EXERCISE TASK:
The material below should be written out in full and exactly; pictures stay out of the copy.

RECORDS FOR THIS TASK:

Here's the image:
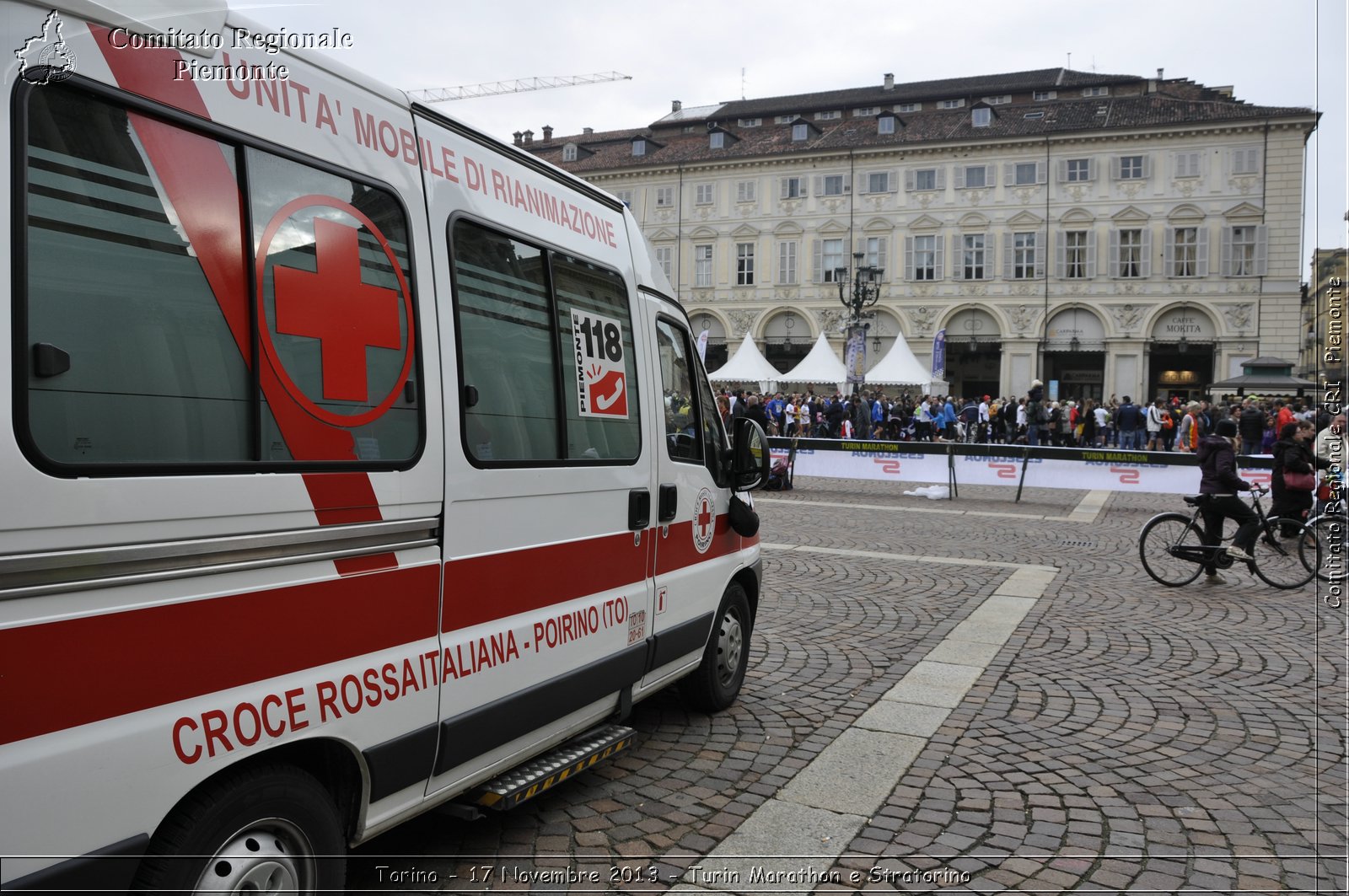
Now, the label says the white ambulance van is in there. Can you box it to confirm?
[0,0,767,892]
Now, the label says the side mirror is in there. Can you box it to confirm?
[731,417,771,491]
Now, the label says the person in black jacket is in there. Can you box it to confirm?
[1196,420,1260,584]
[1270,420,1330,539]
[1237,398,1268,455]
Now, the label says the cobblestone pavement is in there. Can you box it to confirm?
[349,479,1349,893]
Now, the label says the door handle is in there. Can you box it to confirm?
[659,483,679,523]
[627,489,652,532]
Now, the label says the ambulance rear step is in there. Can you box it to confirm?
[465,725,637,813]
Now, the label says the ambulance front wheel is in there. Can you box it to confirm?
[680,582,754,712]
[135,765,347,893]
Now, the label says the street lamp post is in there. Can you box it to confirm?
[834,252,885,390]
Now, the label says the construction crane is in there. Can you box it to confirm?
[407,72,632,103]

WRITTEN RESPONSE:
Here's the image:
Now, the label says the white ambulance van is in there. Can you box it to confirm?
[0,0,767,892]
Now, the label says the side mirror is in there. Can you box it to confirm?
[731,417,771,491]
Now, the label says the person in black jacket is in there. Can you box it to confirm?
[1196,420,1260,584]
[1270,420,1330,539]
[1237,398,1268,455]
Now, the label says the cobblestone pavement is in there. Can you box it to confirm?
[349,479,1349,893]
Now, the label says the door handle is in there. Can you box it to confirm?
[659,483,679,523]
[627,489,652,532]
Now, the label says the ambulance rear step is in there. Can you box it to confirm?
[465,725,637,813]
Now, the label says the ambulance front wheel is in there. Can you box it to confirm?
[680,582,754,712]
[135,765,347,893]
Now, the label says the street lamp post is in there. Can you box it to confirm?
[834,252,885,390]
Now, the label says the construction crane is in there. Can you box it to confirm?
[407,72,632,103]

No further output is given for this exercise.